▶ _ASSIGNED TASK_:
Reproduce word for word the passage of the article below about Legrand's fuel cell, from "You might have" up to and including "of sustainable manufacturing.".

Legrand's ceremonial switch and shiny new fuel cell from Bloom
Nestled discreetly in the heart of a quiet neighborhood on the outskirts of Hartford, CT, Legrand’s North American Headquarters wears the same brick façade it did when the building was constructed more than 100 years ago. A retired smoke stack harkens to a time when environmentalism was hardly even an academic prospect. In the shadow of the sooty relic lies Legrand’s latest step toward a more sustainable future: a 500kW, solid-oxide fuel cell.
Expected to produce up to 88 percent of the electricity used by the 263,000-square-foot facility, the fuel cell harnesses energy from natural gas in a combustion-free electrochemical process. Bloom, the cell's manufacturer, was not inclined to explain the process in more detail. Purportedly, the cell’s only waste product will be hydrogen and water. The cells require a sand-like powder instead of precious metals, which is cheaper and more efficient than conventional fuel cells.
The event itself was a bit like a walking Disney tour, as members of the media were herded about Legrand’s facility and experience center, guided by flashing lights and audio cues. Thankfully, we were soon joined by the minds behind Legrand’s latest sustainability efforts, which kicked off the festivities with some insight into the company’s conservation philosophies.
The sheer number of distinct initiatives was impressive, ranging from sub-meters that measure power consumption in each room, to more efficient refrigerators in staff rooms. A lot of hopeful-sounding numbers were thrown at us in rapid succession, but one in particular stuck in my mind: the fuel cell system produces, on average, 50 percent less CO2 than the U.S. grid. Credible scientists agree that CO2 is the most harmful of the greenhouse gases, contributing significantly to global climate change. My emotional takeaway: If every U.S. manufacturing operation followed Legrand’s lead, we might avoid surf season in Vermont. John Selldorf, CEO of Legrand North & Central America, summed up Legrand’s perspective succinctly:
“We, as a company, also try to walk the talk,” he said. “We really believe that you have to invest and pay attention, and when you do, you can have a big impact.”
You might have pictured the kind of fuel cell to be lugged, glowing and enticingly neon, down a clanking metal corridor to a neat slot in a starship's guts. Disappointingly, the real thing isn’t going anywhere without a crane.
(from left) Bill Luchon, senior manufacturing engineer, Electrical Wiring Systems; Susan Rochford, VP, Sustainability; Ravi Ramanathan, president, Electrical Wiring Systems; John Selldorf, CEO, Legrand NA
A crowd of Legrand employees came out to witness the symbolic event (the switch itself was impressive in size and attached to absolutely nothing). After a brief round of speeches, the principle architects of the project pulled the switch with a satisfying clang, ringing in what I hope historians will remember as a new era of sustainable manufacturing.

▶ _STUDY MATERIAL_:

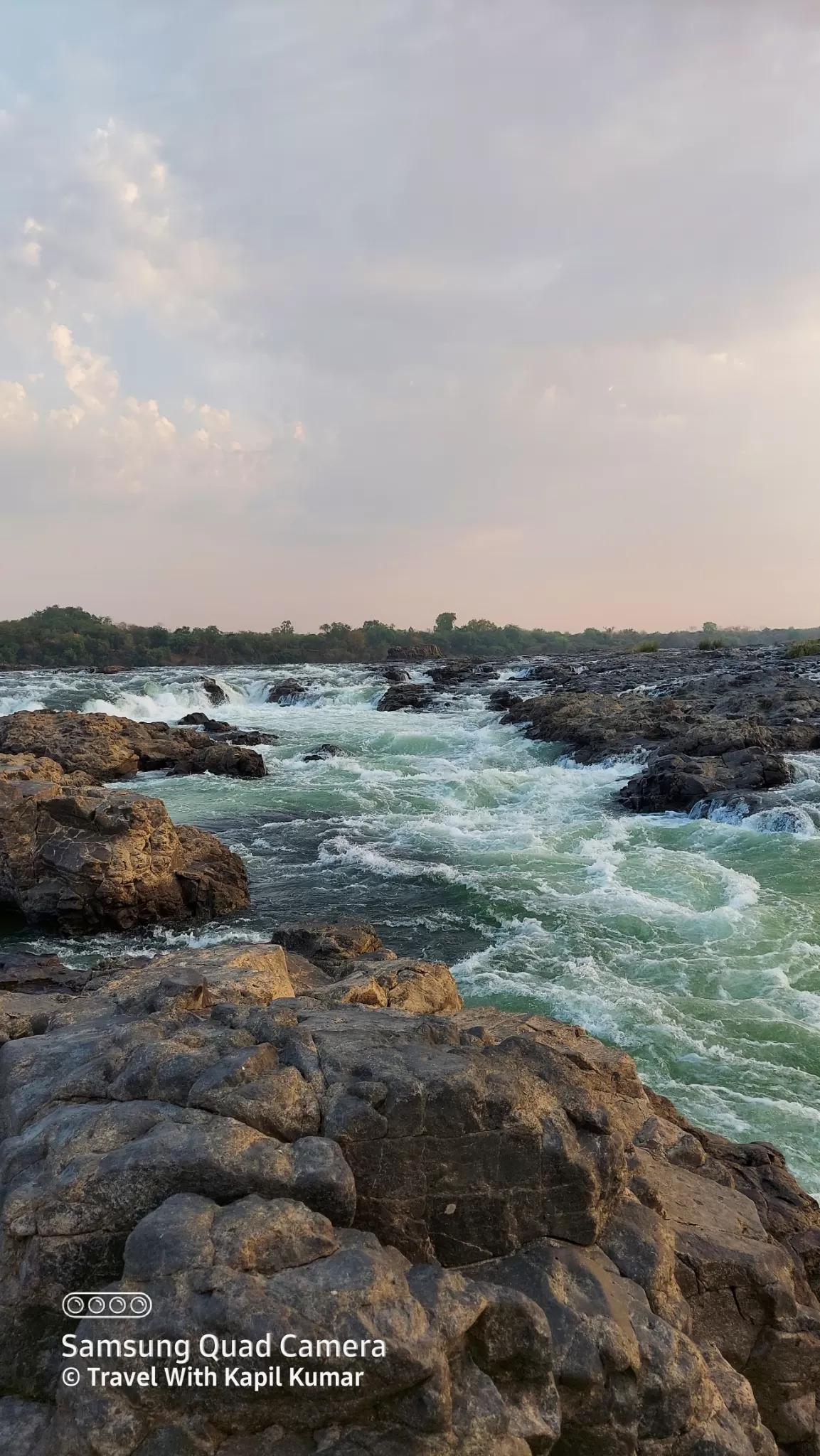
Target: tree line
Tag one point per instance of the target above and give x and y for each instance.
(70, 637)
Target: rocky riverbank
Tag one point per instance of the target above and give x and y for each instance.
(518, 1246)
(708, 727)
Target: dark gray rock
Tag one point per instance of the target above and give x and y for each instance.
(412, 696)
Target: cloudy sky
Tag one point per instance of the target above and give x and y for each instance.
(332, 311)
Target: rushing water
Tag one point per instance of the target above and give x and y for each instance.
(693, 944)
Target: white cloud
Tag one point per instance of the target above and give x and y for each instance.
(86, 373)
(15, 408)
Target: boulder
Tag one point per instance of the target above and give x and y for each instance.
(678, 782)
(104, 747)
(627, 1381)
(87, 860)
(215, 692)
(418, 653)
(380, 1360)
(287, 690)
(329, 946)
(222, 757)
(203, 721)
(414, 696)
(592, 1275)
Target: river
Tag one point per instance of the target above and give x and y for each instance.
(695, 946)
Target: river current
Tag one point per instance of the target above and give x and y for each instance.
(692, 944)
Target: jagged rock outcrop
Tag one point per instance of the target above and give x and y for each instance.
(412, 654)
(414, 696)
(287, 690)
(215, 692)
(105, 747)
(555, 1260)
(85, 860)
(703, 733)
(678, 782)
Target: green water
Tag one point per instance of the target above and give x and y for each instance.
(695, 946)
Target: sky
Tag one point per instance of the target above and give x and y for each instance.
(328, 312)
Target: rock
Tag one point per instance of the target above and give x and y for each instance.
(676, 782)
(625, 1379)
(215, 692)
(464, 1145)
(252, 737)
(415, 986)
(503, 700)
(286, 690)
(412, 654)
(705, 734)
(276, 1271)
(203, 721)
(207, 1126)
(326, 944)
(92, 860)
(405, 695)
(240, 737)
(102, 747)
(23, 1426)
(219, 757)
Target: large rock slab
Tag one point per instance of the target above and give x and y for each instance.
(105, 747)
(87, 860)
(446, 1366)
(627, 1381)
(469, 1142)
(583, 1257)
(676, 782)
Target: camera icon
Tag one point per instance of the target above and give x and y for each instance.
(89, 1303)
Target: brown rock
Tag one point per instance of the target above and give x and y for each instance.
(105, 747)
(90, 860)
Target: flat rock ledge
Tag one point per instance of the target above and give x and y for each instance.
(101, 747)
(525, 1250)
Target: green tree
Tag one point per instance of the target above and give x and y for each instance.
(444, 623)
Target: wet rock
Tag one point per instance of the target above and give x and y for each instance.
(676, 782)
(328, 944)
(251, 737)
(609, 1279)
(228, 759)
(100, 746)
(92, 860)
(276, 1270)
(627, 1381)
(412, 696)
(215, 692)
(412, 654)
(203, 721)
(414, 986)
(240, 737)
(458, 1147)
(287, 690)
(23, 1426)
(503, 700)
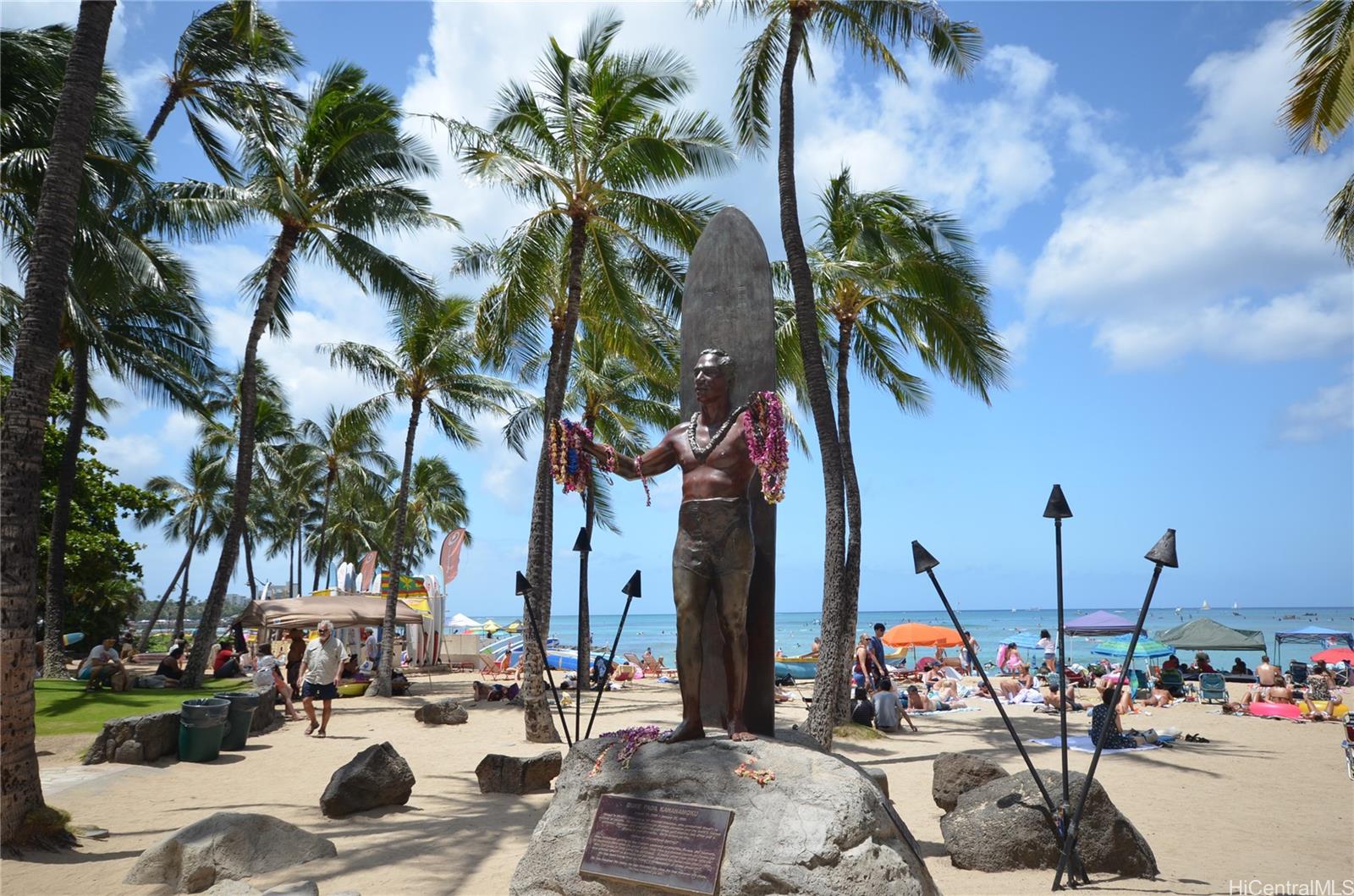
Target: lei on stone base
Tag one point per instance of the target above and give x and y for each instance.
(746, 771)
(764, 429)
(630, 742)
(569, 463)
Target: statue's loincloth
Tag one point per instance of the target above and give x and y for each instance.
(714, 536)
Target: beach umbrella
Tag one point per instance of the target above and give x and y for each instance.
(460, 620)
(1117, 647)
(1334, 656)
(921, 635)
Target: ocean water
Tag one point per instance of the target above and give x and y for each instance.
(795, 632)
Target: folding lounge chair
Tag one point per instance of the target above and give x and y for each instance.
(1212, 686)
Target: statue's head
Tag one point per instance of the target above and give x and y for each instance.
(715, 374)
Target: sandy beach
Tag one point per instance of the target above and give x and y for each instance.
(1265, 800)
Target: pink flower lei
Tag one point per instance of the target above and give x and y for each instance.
(764, 429)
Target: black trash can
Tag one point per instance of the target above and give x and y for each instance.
(202, 723)
(241, 717)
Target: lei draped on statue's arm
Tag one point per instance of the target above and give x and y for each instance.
(764, 431)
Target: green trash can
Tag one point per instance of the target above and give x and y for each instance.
(202, 723)
(240, 719)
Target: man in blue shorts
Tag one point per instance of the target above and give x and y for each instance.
(322, 666)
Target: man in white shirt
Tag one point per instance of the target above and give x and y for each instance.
(105, 665)
(322, 668)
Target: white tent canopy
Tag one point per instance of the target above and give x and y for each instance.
(460, 620)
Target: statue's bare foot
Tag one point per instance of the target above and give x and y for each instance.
(687, 730)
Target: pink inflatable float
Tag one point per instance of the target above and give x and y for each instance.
(1285, 710)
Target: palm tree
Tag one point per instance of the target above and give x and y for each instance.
(218, 57)
(331, 178)
(196, 512)
(871, 27)
(349, 444)
(588, 146)
(129, 307)
(1319, 107)
(432, 365)
(437, 503)
(26, 408)
(894, 278)
(220, 432)
(620, 401)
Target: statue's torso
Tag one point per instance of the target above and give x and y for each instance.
(724, 474)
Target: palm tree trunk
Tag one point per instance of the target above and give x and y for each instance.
(388, 635)
(183, 600)
(53, 649)
(171, 101)
(301, 555)
(833, 665)
(541, 727)
(254, 586)
(324, 530)
(25, 417)
(164, 598)
(244, 460)
(850, 580)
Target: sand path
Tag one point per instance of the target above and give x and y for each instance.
(1265, 800)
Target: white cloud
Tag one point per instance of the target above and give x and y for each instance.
(1330, 410)
(25, 14)
(1242, 94)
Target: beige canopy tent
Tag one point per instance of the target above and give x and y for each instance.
(308, 612)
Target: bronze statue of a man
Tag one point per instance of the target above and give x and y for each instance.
(714, 551)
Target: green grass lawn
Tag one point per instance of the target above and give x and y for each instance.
(64, 706)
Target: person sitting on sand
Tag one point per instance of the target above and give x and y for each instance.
(947, 695)
(171, 666)
(917, 701)
(1015, 688)
(861, 708)
(1320, 685)
(889, 710)
(227, 665)
(1054, 700)
(494, 693)
(268, 672)
(105, 665)
(1115, 739)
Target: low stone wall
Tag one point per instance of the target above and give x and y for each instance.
(146, 738)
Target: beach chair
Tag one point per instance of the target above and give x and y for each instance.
(1212, 686)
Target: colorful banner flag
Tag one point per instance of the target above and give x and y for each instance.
(369, 570)
(451, 555)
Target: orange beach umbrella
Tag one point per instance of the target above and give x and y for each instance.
(921, 635)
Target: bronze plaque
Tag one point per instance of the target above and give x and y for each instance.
(674, 846)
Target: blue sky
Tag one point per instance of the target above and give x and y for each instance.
(1181, 332)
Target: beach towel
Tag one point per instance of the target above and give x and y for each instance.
(943, 712)
(1082, 744)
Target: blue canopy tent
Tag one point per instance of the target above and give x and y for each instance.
(1117, 649)
(1313, 635)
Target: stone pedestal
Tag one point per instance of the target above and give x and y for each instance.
(819, 827)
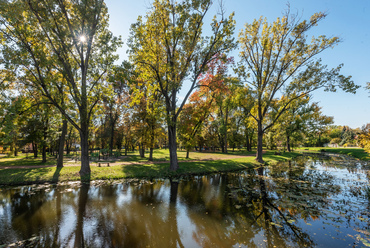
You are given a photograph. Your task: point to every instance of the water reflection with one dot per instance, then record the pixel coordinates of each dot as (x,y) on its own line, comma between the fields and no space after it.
(304,203)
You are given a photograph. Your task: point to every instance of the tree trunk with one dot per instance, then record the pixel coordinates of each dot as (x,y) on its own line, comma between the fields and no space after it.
(43,153)
(172,146)
(248,143)
(79,231)
(259,142)
(85,165)
(225,135)
(61,144)
(151,154)
(111,137)
(142,150)
(288,143)
(34,147)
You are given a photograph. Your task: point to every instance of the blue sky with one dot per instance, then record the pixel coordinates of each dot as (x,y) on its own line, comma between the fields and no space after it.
(350,20)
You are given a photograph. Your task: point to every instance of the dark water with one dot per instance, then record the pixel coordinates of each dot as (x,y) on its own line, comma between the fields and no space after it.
(310,202)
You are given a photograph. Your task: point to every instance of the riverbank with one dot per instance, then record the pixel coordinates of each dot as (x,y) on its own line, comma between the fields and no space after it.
(137,169)
(355,152)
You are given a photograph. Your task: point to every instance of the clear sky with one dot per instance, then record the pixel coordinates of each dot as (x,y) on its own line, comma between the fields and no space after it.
(350,20)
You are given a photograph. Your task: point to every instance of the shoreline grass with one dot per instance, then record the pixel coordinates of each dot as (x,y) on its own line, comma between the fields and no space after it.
(358,153)
(25,176)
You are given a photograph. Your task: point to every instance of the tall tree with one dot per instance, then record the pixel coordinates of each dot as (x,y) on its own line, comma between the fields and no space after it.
(277,60)
(63,48)
(170,48)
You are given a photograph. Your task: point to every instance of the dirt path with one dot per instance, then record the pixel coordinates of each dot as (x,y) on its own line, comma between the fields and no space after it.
(118,163)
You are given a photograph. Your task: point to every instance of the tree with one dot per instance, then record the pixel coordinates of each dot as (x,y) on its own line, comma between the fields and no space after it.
(169,46)
(63,49)
(277,60)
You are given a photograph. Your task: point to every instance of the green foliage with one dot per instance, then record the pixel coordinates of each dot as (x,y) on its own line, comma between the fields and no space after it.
(169,47)
(278,60)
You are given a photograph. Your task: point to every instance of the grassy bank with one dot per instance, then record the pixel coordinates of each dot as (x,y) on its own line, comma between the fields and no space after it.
(354,152)
(136,170)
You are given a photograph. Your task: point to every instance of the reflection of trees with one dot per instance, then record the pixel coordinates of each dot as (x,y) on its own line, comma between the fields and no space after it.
(79,231)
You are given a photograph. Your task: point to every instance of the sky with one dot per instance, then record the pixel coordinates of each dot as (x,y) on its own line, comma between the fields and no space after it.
(349,20)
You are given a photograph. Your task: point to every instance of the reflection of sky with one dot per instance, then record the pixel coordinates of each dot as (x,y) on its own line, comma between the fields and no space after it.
(204,213)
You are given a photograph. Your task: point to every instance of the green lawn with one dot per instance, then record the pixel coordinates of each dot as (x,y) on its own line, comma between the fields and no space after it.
(354,152)
(135,170)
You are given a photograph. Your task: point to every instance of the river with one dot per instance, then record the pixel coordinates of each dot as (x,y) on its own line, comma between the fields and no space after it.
(307,202)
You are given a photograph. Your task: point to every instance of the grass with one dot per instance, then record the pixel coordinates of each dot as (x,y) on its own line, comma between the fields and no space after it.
(25,160)
(137,170)
(354,152)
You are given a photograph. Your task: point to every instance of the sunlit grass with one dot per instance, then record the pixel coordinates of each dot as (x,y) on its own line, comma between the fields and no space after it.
(132,170)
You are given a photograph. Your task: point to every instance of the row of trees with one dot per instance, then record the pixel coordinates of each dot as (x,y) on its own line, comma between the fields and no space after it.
(60,53)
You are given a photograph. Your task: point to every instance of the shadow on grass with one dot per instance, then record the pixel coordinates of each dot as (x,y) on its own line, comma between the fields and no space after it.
(185,168)
(23,161)
(22,176)
(270,156)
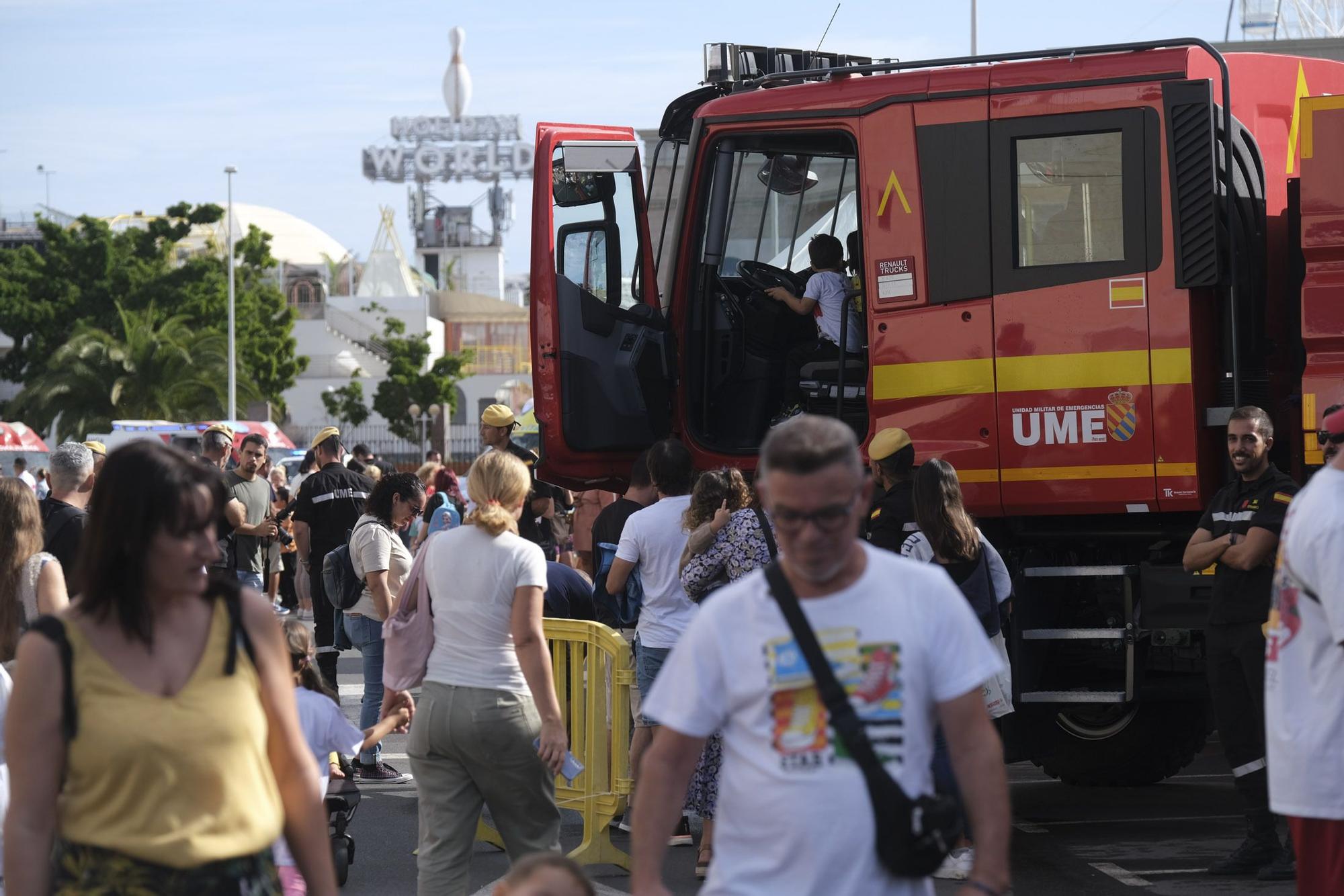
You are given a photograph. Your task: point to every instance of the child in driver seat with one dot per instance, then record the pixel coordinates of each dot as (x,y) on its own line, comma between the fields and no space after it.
(823,299)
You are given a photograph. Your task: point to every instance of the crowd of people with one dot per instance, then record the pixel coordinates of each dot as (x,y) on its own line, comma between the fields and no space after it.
(139,602)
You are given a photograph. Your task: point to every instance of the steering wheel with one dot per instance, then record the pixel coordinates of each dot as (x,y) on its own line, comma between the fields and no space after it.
(763,277)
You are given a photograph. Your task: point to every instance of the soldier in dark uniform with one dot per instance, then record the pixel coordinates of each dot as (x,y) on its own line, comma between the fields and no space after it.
(893,517)
(330,503)
(1240,534)
(498,425)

▶ _EXERCISE ANSWER_:
You might have pictured the kind of fuel cell to be lugged, glowing and enticingly neon, down a clanking metal corridor to a neat slot in a starship's guts. Disappointingly, the real thing isn’t going anywhere without a crane.
(from left) Bill Luchon, senior manufacturing engineer, Electrical Wiring Systems; Susan Rochford, VP, Sustainability; Ravi Ramanathan, president, Electrical Wiring Systems; John Selldorf, CEO, Legrand NA
A crowd of Legrand employees came out to witness the symbolic event (the switch itself was impressive in size and attached to absolutely nothing). After a brief round of speeches, the principle architects of the project pulled the switch with a satisfying clang, ringing in what I hope historians will remember as a new era of sustainable manufacturing.